(Записи с разметкой положения)
------------------------

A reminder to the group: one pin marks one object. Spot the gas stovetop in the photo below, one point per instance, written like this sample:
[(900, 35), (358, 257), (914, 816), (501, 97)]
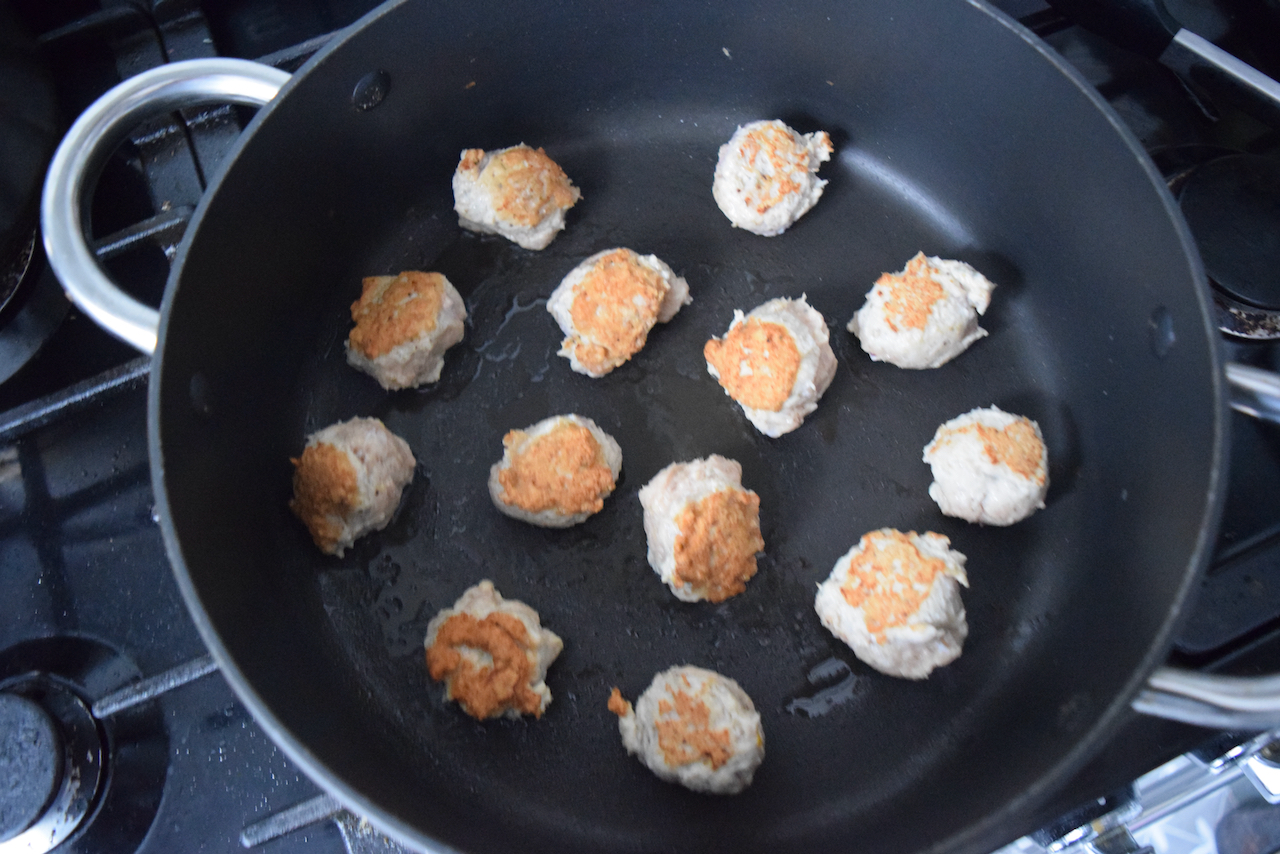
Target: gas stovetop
[(97, 651)]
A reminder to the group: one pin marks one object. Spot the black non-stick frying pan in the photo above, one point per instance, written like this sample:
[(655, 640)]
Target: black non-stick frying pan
[(956, 132)]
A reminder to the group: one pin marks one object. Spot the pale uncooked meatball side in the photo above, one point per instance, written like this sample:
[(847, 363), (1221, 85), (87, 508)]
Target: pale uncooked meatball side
[(348, 482), (923, 341), (928, 638), (485, 693), (766, 176), (988, 466), (720, 757), (552, 517)]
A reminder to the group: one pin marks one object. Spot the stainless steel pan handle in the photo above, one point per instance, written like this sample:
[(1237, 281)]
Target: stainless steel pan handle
[(85, 149)]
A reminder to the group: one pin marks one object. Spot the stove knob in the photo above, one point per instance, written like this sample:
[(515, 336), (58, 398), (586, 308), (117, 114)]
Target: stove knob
[(31, 763)]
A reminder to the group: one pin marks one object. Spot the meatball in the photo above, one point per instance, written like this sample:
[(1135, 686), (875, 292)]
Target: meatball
[(767, 176), (492, 654), (695, 727), (403, 325), (776, 362), (988, 466), (517, 192), (703, 528), (348, 482), (895, 599), (556, 473), (923, 316), (607, 305)]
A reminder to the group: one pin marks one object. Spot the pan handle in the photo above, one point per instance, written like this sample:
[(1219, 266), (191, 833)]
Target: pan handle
[(83, 151), (1212, 699)]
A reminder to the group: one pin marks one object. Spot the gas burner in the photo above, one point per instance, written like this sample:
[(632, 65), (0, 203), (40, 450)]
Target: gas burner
[(54, 758), (1232, 204), (90, 782), (32, 306)]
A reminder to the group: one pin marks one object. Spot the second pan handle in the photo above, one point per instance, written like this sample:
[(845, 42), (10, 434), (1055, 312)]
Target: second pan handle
[(83, 151)]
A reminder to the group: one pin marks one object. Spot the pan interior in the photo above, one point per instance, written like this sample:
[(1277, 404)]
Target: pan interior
[(1064, 608)]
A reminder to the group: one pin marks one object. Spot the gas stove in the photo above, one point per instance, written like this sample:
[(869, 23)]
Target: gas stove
[(128, 739)]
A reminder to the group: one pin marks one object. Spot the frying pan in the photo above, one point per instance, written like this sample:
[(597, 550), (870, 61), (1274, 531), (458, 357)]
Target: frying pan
[(956, 132)]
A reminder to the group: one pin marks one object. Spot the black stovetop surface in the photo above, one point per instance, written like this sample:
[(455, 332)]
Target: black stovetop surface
[(88, 592)]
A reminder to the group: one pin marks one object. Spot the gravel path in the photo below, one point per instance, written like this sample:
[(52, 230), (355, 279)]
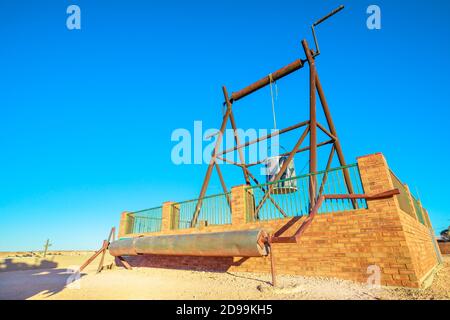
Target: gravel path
[(146, 283)]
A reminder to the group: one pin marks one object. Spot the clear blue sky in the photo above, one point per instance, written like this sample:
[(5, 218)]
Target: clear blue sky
[(86, 115)]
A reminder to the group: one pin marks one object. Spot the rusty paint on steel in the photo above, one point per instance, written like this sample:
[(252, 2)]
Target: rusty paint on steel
[(294, 66), (244, 243)]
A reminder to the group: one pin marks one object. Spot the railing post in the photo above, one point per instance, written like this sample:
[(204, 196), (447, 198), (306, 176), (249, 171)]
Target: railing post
[(166, 216), (126, 224), (238, 205), (411, 202)]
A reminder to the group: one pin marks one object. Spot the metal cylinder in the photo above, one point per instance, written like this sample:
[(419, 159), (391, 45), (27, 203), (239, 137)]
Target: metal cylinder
[(244, 243)]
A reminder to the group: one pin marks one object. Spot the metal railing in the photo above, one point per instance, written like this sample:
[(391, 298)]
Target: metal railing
[(419, 211), (215, 210), (148, 220), (291, 196)]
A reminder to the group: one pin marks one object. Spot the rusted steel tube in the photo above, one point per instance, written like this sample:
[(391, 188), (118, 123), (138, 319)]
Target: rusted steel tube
[(244, 243), (294, 66), (270, 135), (312, 124)]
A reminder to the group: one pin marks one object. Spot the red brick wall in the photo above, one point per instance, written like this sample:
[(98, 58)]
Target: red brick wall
[(341, 245), (444, 247)]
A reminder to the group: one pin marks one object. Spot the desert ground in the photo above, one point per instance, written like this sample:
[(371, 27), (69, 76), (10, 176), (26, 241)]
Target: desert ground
[(29, 276)]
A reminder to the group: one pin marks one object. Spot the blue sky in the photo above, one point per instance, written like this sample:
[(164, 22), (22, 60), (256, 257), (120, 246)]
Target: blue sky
[(87, 115)]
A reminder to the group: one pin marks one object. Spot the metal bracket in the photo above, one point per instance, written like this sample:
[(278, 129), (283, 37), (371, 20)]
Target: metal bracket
[(315, 24)]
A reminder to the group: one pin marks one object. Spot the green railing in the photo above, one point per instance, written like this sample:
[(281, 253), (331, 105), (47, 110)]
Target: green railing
[(148, 220), (419, 211), (291, 196), (215, 210)]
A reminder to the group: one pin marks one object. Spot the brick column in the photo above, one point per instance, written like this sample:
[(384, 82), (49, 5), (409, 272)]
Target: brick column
[(126, 224), (238, 205), (376, 178), (166, 221)]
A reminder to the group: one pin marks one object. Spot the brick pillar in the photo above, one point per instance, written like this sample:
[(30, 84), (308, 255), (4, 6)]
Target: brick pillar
[(126, 224), (376, 178), (166, 223), (238, 205)]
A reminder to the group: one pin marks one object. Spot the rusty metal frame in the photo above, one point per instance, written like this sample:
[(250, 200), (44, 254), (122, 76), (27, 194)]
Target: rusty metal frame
[(315, 89), (102, 251)]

------------------------

- _Короткое задание_:
Выпиши слово в слово строки списка: начни с самой первой и остановись на строке, где есть «757), (552, 517)]», включая ее. Картинки в ответ не переноси.

- _Ответ_:
A reminder to the group: one pin marks one object. Spot the gas stovetop in the photo below, one point per instance, written like this sample:
[(900, 35), (358, 257), (914, 816), (501, 97)]
Target: gas stovetop
[(97, 651)]
A reminder to the group: one pin marks one object. Spot the black non-stick frying pan in the photo above, one point per instance, written like this sample:
[(655, 640)]
Target: black non-stick frying pan
[(956, 132)]
A reminder to the group: one pin marks one object. Spot the pale uncooked meatball side in the photo above, one point per instance, written like this sample:
[(847, 363), (1221, 85), (87, 508)]
Target: pale uncooked meatball side
[(348, 482), (923, 341), (928, 638), (485, 693), (766, 176), (988, 466), (720, 757), (552, 517)]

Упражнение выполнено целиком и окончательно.